Document excerpt
____________________
Kilecheh

Directions

Ingredients

Assyrian Dishes © ALL RIGHTS RESERVED. 

3-3 1/2 cups Flour
1 cup Butter (melted)
1/2 cup Milk (warm)
2 tablespoons Milk Powder (Nido)
1/4 cup Icing Sugar
1 teaspoon Baking Powder
1 teaspoon Ground Cardamon


Yeast

1/2 cup Whole Milk (warm)

1 teaspoon Sugar

1 teaspoon Yeast


Walnut Filling
2 cups Crushed Walnuts
1 teaspoon Orange Blossom Water
1/4 cup Sugar
1 teaspoon Ground Cardamon


Date Filling
500gms Pressed Dates
2 tablespoons Butter
1 teaspoon Ground Cardamon

  • Add the yeast & sugar to the warm milk, stir & set aside for 5 minutes
  • In the flour, add the baking powder, icing sugar, milk powder & ground cardamon.
  • Mix all together
  • Add the warm milk & yeast mixture, melted butter and the other 1/2 cup of warm milk to the dry ingredients.
  • Knead all together
  • The dough should not stick to the bowl
  • Place the dough in a glass bowl with oil, cover with plastic wrap & cover with a tea towel for 2 hours
  • Mix the crushed walnuts, sugar, ground cardamon & orange blossom water together
  • On high heat melt the butter and add the preset dates. Using the back of the wooden spoon, flatten and add the ground cardamon and mix together
  • Using 2 pieces of parchment paper, place 1/2 of the date mixture, roll & flatten
  • Preheat the oven to 400F or 200C
  • Once the dough has risen, flour the work surface and take a small ball of dough & roll out 
  • Place the flat dates on the rolled out dough
  • Roll halfway and cut, using a crimped knife, cut the date kilecheh and place on a baking tray
  • Place them all on a baking dish, place some fork holes on top and egg wash (beaten egg with a little milk)
____________________
Records from a dataset
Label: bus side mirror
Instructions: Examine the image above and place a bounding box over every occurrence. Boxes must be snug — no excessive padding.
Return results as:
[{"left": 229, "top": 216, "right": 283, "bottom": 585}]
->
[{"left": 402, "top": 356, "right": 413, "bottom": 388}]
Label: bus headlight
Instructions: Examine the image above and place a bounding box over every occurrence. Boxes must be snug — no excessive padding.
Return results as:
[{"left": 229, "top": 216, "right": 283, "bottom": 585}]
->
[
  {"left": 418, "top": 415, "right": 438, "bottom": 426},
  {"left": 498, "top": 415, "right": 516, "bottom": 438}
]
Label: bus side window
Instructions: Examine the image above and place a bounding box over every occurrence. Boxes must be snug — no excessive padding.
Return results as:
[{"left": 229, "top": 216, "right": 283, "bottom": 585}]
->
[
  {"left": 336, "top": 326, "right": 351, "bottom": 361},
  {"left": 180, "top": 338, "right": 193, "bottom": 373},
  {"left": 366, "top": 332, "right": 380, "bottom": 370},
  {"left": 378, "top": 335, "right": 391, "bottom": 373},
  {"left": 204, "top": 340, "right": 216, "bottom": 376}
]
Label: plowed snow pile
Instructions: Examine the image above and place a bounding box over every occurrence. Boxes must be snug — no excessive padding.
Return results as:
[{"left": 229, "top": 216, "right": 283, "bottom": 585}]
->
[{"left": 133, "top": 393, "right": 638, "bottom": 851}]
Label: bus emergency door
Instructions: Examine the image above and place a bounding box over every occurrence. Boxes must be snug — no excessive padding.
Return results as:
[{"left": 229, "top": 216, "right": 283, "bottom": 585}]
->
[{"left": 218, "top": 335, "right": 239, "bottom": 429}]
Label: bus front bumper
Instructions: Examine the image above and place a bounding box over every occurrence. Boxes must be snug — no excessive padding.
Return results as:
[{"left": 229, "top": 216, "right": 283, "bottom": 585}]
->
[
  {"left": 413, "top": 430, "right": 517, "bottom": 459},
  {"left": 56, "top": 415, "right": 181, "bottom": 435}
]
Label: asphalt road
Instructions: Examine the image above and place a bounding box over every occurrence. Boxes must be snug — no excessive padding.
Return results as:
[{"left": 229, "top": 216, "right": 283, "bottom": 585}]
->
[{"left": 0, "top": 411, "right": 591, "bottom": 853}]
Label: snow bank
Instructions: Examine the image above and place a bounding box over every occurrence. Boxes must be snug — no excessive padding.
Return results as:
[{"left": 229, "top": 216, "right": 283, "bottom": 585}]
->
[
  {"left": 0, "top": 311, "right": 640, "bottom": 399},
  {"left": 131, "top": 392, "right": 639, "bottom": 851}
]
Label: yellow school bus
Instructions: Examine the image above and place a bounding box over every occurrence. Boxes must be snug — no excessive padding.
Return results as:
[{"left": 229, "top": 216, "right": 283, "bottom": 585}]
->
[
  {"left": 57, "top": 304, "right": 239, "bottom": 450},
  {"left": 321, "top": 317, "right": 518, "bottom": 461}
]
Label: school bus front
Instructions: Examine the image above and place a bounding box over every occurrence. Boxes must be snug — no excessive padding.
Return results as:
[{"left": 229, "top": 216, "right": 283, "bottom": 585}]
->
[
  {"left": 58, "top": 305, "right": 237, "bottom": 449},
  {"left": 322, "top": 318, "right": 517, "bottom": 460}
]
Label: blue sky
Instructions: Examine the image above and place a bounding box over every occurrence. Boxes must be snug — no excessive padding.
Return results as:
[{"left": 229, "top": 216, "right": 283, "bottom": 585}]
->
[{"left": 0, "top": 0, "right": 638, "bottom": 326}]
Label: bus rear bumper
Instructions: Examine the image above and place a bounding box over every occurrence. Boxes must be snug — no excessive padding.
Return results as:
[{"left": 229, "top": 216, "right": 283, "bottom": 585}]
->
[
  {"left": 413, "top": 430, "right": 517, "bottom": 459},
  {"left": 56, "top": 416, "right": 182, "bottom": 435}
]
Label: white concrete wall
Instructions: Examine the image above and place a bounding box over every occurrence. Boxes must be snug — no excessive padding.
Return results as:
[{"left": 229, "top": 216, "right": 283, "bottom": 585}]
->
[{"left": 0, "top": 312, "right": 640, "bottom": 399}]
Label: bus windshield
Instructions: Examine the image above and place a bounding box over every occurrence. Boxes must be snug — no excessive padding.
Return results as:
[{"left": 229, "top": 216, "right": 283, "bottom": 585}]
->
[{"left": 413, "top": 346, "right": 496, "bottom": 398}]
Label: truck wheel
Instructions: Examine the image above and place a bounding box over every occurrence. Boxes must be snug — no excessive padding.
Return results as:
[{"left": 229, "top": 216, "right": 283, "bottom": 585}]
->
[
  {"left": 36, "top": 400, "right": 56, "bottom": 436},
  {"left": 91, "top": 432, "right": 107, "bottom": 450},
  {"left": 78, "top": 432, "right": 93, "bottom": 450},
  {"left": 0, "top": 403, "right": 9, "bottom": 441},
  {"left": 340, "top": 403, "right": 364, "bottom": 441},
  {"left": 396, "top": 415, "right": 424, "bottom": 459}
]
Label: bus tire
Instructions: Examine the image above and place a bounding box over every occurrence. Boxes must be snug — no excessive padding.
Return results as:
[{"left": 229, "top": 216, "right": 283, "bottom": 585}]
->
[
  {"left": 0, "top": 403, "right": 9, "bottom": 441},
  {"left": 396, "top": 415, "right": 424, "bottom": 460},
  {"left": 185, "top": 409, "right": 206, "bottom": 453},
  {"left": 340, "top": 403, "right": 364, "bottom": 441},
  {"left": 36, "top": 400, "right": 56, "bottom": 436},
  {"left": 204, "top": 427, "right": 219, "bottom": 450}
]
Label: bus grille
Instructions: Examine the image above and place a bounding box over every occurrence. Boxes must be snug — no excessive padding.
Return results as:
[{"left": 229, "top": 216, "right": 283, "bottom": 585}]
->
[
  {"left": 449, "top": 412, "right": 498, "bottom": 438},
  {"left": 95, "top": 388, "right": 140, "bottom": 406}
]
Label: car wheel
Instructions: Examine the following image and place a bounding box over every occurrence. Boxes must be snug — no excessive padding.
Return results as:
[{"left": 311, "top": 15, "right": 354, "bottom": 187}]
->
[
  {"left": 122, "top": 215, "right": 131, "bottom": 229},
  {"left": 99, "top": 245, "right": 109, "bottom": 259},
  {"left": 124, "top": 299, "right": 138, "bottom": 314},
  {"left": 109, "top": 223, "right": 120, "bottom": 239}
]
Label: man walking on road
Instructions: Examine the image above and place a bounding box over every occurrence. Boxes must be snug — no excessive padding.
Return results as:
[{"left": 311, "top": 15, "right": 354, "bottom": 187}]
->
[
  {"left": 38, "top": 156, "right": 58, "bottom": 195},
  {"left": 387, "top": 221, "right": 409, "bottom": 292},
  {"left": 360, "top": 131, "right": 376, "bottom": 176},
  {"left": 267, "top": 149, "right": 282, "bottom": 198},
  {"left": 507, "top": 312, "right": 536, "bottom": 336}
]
____________________
Set tasks
**1.** Pull out every line of the records that contains the string "front", matching case exactly.
**2.** Supply the next part of the kilecheh recipe, picking up after its final step.
The kilecheh recipe and the records are unrelated material.

Solved tasks
**1.**
Label: bus front bumper
Label: school bus front

**2.**
  • Bake for 15-20 minutes or until golden on top shelf of the oven
  • Roll out the remainder of the dough and cut circles using a glass.
  • ​Place spoonful of the walnut mixture, make a 1/2 moon shape, seal and fold over and crimp the edge 
  • Place them all on a baking dish, place some fork holes on top and egg wash (beaten egg with a little milk)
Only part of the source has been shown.